▶ _Task prompt_:
Reproduce the entries below line for line without changing anything, but leave out the pictures.

* * *

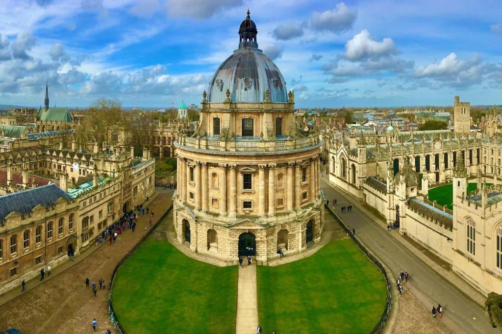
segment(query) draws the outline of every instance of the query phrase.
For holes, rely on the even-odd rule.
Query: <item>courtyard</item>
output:
[[[258,277],[264,332],[367,333],[385,308],[383,275],[348,238],[304,259],[259,266]]]
[[[473,191],[477,188],[476,182],[467,184],[467,192]],[[429,200],[436,201],[440,205],[446,205],[450,210],[453,209],[453,185],[445,184],[429,189]]]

* * *

▶ _Solution_:
segment(query) draws the outline of every instance of the query phrase.
For holes, rely on the even-odd rule.
Query: <item>courtyard</item>
output:
[[[258,277],[264,332],[367,333],[385,308],[383,275],[348,238],[304,259],[259,266]]]
[[[473,191],[477,188],[476,182],[467,184],[467,192]],[[429,200],[436,201],[440,205],[446,205],[450,210],[453,209],[453,185],[445,184],[429,189]]]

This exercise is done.